• **Goal**: Return each line of the records in which the string "query" appears, treating uppercase and lowercase letters as distinct.

# start of Record extracts

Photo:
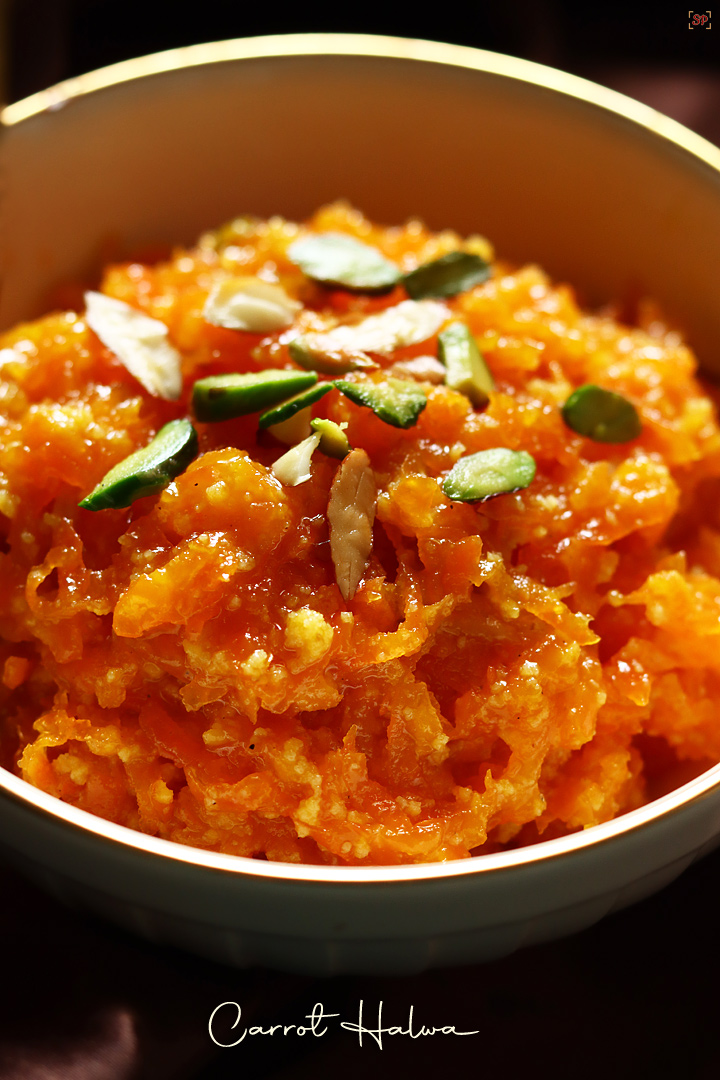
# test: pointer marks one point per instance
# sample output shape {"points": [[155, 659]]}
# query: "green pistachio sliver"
{"points": [[465, 367], [222, 396], [293, 405], [334, 258], [147, 471], [601, 415], [333, 440], [395, 401], [487, 473], [449, 274], [316, 354]]}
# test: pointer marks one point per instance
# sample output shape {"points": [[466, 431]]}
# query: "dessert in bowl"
{"points": [[326, 914]]}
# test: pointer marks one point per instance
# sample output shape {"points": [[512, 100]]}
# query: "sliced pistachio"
{"points": [[252, 305], [333, 440], [487, 473], [350, 513], [404, 324], [466, 369], [146, 471], [295, 429], [293, 405], [334, 258], [138, 341], [312, 352], [294, 467], [395, 401], [449, 274], [221, 396], [601, 415]]}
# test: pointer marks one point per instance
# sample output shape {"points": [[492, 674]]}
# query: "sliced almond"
{"points": [[404, 324], [138, 341], [350, 514], [250, 304], [294, 467]]}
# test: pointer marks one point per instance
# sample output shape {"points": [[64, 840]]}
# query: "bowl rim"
{"points": [[391, 48]]}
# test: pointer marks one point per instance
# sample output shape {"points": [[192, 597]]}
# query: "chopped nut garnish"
{"points": [[138, 341], [351, 513], [294, 467], [250, 304]]}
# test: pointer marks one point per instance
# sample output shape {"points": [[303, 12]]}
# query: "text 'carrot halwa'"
{"points": [[329, 543]]}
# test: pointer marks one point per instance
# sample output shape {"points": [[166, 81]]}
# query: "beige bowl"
{"points": [[596, 188]]}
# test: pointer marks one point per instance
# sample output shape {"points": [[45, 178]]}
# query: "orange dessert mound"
{"points": [[307, 644]]}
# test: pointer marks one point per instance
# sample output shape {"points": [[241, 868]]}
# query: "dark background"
{"points": [[635, 997], [644, 50]]}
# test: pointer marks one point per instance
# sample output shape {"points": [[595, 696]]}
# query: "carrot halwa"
{"points": [[315, 632]]}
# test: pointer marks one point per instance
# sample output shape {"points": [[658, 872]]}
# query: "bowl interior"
{"points": [[460, 138]]}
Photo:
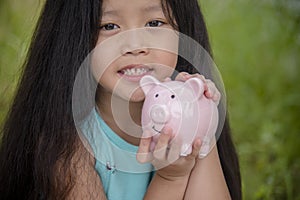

# end of Record extracts

• **Answer for the task**:
# query: "green pistachio sliver"
# query: "dessert in bowl"
# query: "sliced pistachio"
# query: "sliced almond"
# query: "bowl rim"
# query: "chopped nut garnish"
# query: "text 'carrot halwa'"
# query: "beige bowl"
# query: "orange dessert mound"
# query: "dark background"
# query: "carrot halwa"
# query: "bowl interior"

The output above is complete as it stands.